# [Given task]
Reproduce every line of the records below word for word, leaving out the pictures.

# [Stored data]
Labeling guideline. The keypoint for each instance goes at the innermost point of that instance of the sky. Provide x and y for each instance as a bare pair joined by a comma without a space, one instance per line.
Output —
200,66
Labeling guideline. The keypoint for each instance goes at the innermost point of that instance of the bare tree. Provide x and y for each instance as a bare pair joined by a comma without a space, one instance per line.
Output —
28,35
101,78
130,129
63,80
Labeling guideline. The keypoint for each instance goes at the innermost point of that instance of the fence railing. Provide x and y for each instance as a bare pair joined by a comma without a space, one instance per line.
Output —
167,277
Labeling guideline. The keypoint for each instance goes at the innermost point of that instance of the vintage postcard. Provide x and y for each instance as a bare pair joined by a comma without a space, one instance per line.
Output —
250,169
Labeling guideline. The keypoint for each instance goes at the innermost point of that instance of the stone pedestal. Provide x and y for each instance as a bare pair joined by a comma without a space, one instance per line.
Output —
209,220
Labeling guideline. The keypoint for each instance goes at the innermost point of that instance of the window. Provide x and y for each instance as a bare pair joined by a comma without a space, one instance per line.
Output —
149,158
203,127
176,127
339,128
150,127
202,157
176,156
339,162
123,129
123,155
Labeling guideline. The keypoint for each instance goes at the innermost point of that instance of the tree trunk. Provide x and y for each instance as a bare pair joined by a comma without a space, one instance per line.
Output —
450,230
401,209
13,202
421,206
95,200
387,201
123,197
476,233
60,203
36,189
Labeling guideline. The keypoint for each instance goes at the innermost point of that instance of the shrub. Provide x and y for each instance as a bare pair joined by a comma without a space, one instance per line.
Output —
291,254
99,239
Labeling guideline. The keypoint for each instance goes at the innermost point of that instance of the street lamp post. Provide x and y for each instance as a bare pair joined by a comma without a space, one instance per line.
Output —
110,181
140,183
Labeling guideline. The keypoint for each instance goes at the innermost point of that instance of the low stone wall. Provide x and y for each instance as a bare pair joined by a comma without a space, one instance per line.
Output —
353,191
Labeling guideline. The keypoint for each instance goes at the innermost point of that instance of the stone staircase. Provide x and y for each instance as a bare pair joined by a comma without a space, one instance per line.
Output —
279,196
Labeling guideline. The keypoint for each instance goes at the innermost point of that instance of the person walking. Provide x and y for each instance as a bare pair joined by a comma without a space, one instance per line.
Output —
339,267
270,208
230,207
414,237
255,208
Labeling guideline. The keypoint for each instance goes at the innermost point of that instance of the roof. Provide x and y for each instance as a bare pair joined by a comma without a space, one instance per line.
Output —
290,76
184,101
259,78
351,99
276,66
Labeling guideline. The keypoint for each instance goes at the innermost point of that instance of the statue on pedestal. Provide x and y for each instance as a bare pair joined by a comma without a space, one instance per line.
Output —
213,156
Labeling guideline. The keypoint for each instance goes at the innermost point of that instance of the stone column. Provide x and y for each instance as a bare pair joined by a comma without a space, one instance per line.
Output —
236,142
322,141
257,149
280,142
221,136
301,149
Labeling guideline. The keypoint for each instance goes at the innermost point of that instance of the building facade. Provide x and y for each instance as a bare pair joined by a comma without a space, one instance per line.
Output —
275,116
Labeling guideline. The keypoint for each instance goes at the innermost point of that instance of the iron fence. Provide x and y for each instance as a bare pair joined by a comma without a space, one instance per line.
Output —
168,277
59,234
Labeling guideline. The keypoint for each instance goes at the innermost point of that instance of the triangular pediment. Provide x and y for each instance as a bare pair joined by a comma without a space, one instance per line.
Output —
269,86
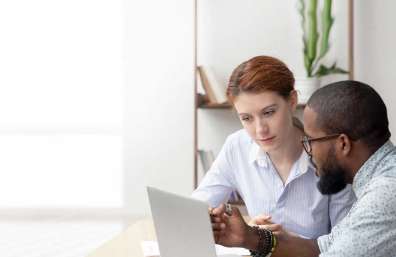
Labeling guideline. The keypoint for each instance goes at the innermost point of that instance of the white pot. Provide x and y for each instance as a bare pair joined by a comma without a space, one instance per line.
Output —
305,87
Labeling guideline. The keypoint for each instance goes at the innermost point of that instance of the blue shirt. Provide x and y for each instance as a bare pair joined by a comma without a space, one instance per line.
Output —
297,205
369,229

# [Exercise response]
Labeling guideline. The keypoint for each instance goes at the innermost point of that instance of the sky. Provide x and y for each instance as a bare pair joined by a comma without a space, one instance per line.
Output —
200,66
Labeling guideline. The keypoint for each instance goes at the innermost point of that instance of the bare tree. Provide x and y for each instance as a bare pair joined by a comma without a space, one instance per line.
Output —
28,35
101,78
130,129
63,80
Labeling guideline. The keypoint for each instance goes at the innermost point of that instance of the fence railing. Provide x and y for each instance as a bare pair joined by a comma without a space, one instance per line.
Output —
167,277
Labeling guideline. The keypoint for each instance goes at the innermost point of that instance of the vintage postcard. Provide x and y for each instance as a bare pair joined by a comma without a space, one instance per line.
Output —
250,169
Labeling guideline. The keypoint for each instance goes at the innermost point of that instance of the stone pedestal. Provide x and y for each instance as a bare pair joined by a comma without a space, one instance per line.
Output —
209,220
Labeling guideline. The keypoint for each instance goes at the innermost point of that instance of the window. Provide x and y for each instance as a bare pair joined by a comma without a space, one instance per line.
Output —
149,158
203,127
176,127
339,128
150,127
202,157
176,156
339,162
123,129
123,155
Labeling guideline. The keypoint for each instance goes at the innermost point of that instance of the tree trunk. Provide x and y for each instance as a bare pair joined by a comma without a space, one instance per line.
Output —
450,230
401,209
13,202
421,206
95,200
387,201
123,197
476,233
60,203
36,189
Labeling guideline. The keypoint for each instance goes at the innermost point of that instance of the shrub. Provide x and y for each instance as a bare pair joined by a comma without a space, one instance per line.
Output —
291,254
99,239
Labeling guideline. The keypoint for each instance goes at the innermost point of that instance of the street lamp post. Provide x and y for each instance as a bare pair joined by a comma without a space, one instance per line.
Output —
110,181
140,183
Labeling guideline. The keypoint for each instance goes at the innermost point of that instance of the low stone wall. Provide x and y for each instance as a bare pair joined by a comma without a space, one instance per line.
Output —
353,191
Labeling guideline. The keypoint for each instance goes at the innermost point of that instance of the stone staircase. Provide x and y for each instance as a bare pair joined by a comma without a space, one instance per line.
Output —
279,196
Labeling guideline. The keypoint for each instance goes at the innermost point of that instance of the person walking. Provide x and y for each instance as a bare pair joined by a comma without a space, one instance per line.
Output —
339,267
270,208
230,207
414,237
255,208
Labeling guideline. The keypoint for each instance goes at the innermost point of that instance of the roof. Provide x and y for each instance as a bare pair joined by a comma without a space, one instance per line.
Output —
290,76
184,101
259,78
351,99
276,66
Labeling guideline. The keypoint for each instance goes at the innermost point of that instance of the statue on pedestal. Provide x and y for each instance as a bare pair joined by a comma without a space, one instance per line.
Output —
213,156
Labeling guideline. The keypoint for each instance goes at the innermost point of that instance of the stone column. Provide x and y for each instance as a bare pair joined by a comma without a space, one instance per line.
Output —
236,142
322,141
257,149
280,142
221,136
301,149
Labeling guideline. The keypoint for each instance goes at the innermost point of that instance of the building facade. Provide x and y for each instance as a bare pair joined by a comma without a space, one instance per line.
Output —
275,116
Labeling guideline. The keypoint for each instance goes at the innermost point of that instance of the iron fence. Provide x and y for each instance as a bare pair joined by a comma without a space, one instance per line.
Output —
168,277
59,234
Labeling guideline. The keypoint for each instance goes at the innermost point of that instance of the triangular pediment. Provide x and y for each instance as a bare pair joined by a comma without a space, one instance per line.
Output —
269,86
Labeling guideline. The keypoint for each instance goes at the innermost point of that instance of the white pot. Provide x and y for each instance as a bare pair joined by a comma without a space, one instance per line.
Output —
305,87
Labeling guideline. The keypoint for each instance goes at the innermost point of that instance of the blue shirt. Provide x and y for each instance as a bare pair joined by a comma without a space, one instance per line.
Output —
297,205
369,229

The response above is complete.